*** EXTRACTO ***
La palomilla de La Cueva, entre ellos Chico Castro, El Mayo,
el Güerito, Mi tío Edrulfo y Crispina, su esposa, el Memo, y su hermano Carmen
el Lirio, llegaban a pie, porque vivían cerca. El Chavalo, Miguel “el Coyote”,
Raúl “el Vejiga”, Carlos “el Zorrillo” y sus hermanas, Pili, Chenda y Maruca,
todos Álvarez Castro, venían, los muchachos a caballo y el resto, caponados por
mi tío Eulalio Álvarez y mi tía Nena Castro en el Dochón blanco, desde el
Raicero, lugar donde residía esa rama familiar, con el corazón dispuesto a
pasársela bien, lo mismo que llegaba alguna palomilla de Toris, La Banderita,
Caratel, etcétera con sus muchachas. Pero de estos últimos rumbos venían a pie
o a caballo, porque para viajar en carro había que dar un rodeo hasta San Luis
Gonzaga, como de unos cien kilómetros, poco mas o menos, y no era comparable la
frieguiza de manejar como cuatro o cinco horas, aparte del gasto de gasolina,
entre los pésimos caminos de la sierra, con las tres horas que tardas a pie o
en bestia cruzando la sierra de Toris, por La Banderita, al Sauzal. La palomilla
que llegaba del lado oriente, era un poquito menos ruidosa que la del otro
lado, porque viven más hacia la sierra, ha de ser, y por lo regular se atoraban
en la cocina, que era puerta de entrada en esa parte del rancho, y ahí
capitaneaba Loretito, que era originaria de esa parte de la sierra. Algunos de
los visitantes del rumbo de Toris por los que mi tío Luis demostraba especial
afecto era por Don Porfirio Amador, de los Llanos de Kakiwi, y por Don Fernando
León, ambos compadres suyos muy cantadores, quienes puntualmente acudían a la
cita anualmente convocada y que en las alforjas de su respectivas monturas, a
manera de bastimento, traían consigo generosas dotaciones de aguardiente para
remojar el alma, y en su garganta un sinnúmero de animadas y también de dolidas
melodías que pugnaban por escapárseles, para ametrallar la bohemia de la noche
serrana. Don Porfirio nunca se despegaba y hasta la fecha, de una pesada
libreta negra, tamaño miñón, tipo Universitaria, medio chorreadona, más
parecida a un bloque de cemento como de los que hace mi tía Pola que a un
cancionero Picot, con un número aproximado de cuatrocientas hojas en las que,
con una letra más parecida a los jeroglíficos de la pirámide de Keops que a la
de un doctor con Parkinson, se encuentran anotadas las letras de las canciones
favoritas del susodicho, en una variedad de géneros y estilos que van desde el
chotis hasta las conocidas Arias de Tchaikovski Valdez y las romanzas de
Ramonoff Ayala, pasando por Lorenzo di Monteclaro, Chava Flores y los Llaneros
de Guamúchil. La novedad es que, a falta de atril, cada año don Porfirio estira
mas el brazo con la pesada libreta de incierto rotulado engarfada entre sus
dedos, ante su inminente pérdida de visión. Reed, el hombre elástico de los
cuatro fantásticos, le queda pochi. Los Encinas de La Banderita, Genaro, Mayo,
Abelardo el Bocho y demás palomilla cruzaban la sierra a caballo, tequileando
muy quitados de la pena.
***
* TAREAS OBLIGATORIAS *
1) Según el extracto, ¿cuántas hojas tiene aproximadamente la libreta negra de don Porfirio?
2) Continúa el extracto sobre la palomilla que llegaba al rancho a partir de su última oración.
Las líneas no son necesarias para realizar el trabajo.
*** BLOQUE DE DATOS ***
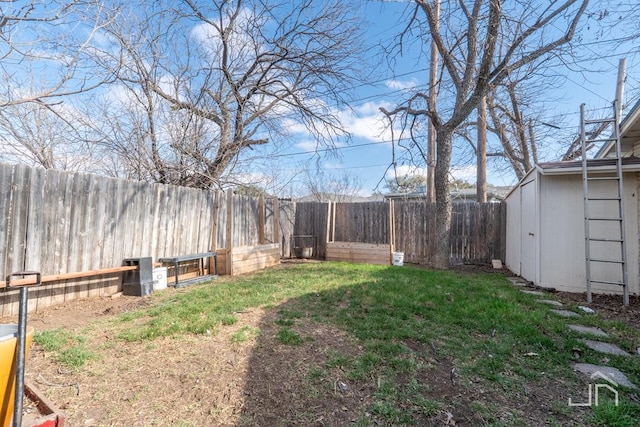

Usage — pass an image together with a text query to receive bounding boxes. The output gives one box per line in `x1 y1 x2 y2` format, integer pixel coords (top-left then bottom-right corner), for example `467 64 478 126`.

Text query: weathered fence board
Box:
0 164 505 315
***
* RESULTADOS *
1) Unas cuatrocientas hojas.

2)
Entre tanto, en la cocina, un bien entrenado equipo de
cocineras, voluntarias, se prestaban a preparar las viandas para las visitas.
Era tradición, desde siempre, que la estancia y todo lo demás que esto implica,
corriera por cuenta de los anfitriones, en este caso mis tíos Luis y Javier
Castro y mi abuela Luisa Escopinichi.
En otra ala de la casa, mi tío Javier, parsimoniosamente
empezaba a desempolvar, aceitar la maquinaria y a reponer las cuerdas de las
guitarras, que dormían colgadas, como los murciélagos, envueltas en blancos
sacos de manta, como cubriéndose de la luz.
La gente se empezaba a arremolinar y buscar asiento alrededor
de unas bancas de madera, en cuanto Don Luis y Don Javier Castro empezaban a
afinar las guitarras debajo del pretil de piedra, fuera del corredor principal
y a degustar el clásico tequila, con limón y sal, aunque, según ellos, puro era
más sabroso. Por lo regular se olvidaban de los pendientes, ya que para eso
contaban siempre con el comedimiento de Cecilio Castro o de Félix Higuera
nuestro inolvidable “tuzo”, personal operativo, quienes se encargaban, desde sacrificar
la o las reses, hasta probar que la barbacoa estuviera en su punto. Cecilio
nomás movía el mostacho y decía: -Muy re bueno, pariente, muy re bueno- En la
cocina el trajín no era para menos. Bajo la coordinación de mi tía Chachita,
señoras de floridas faldas largas, con el delantal sobrepuesto, amasaban y
cocían las tortillas de harina de trigo y de maíz (minsa), mientras que en las
ollas, el cocido y el café también hervían sobre la hornilla de laja, que está
en el corredor posterior, el de la salida al palmar. Toda persona que llegaba,
sin importar quién fuera, tenía siempre un buen plato de comida caliente y una
buena taza de café también calientito, para despejar los humores del camino.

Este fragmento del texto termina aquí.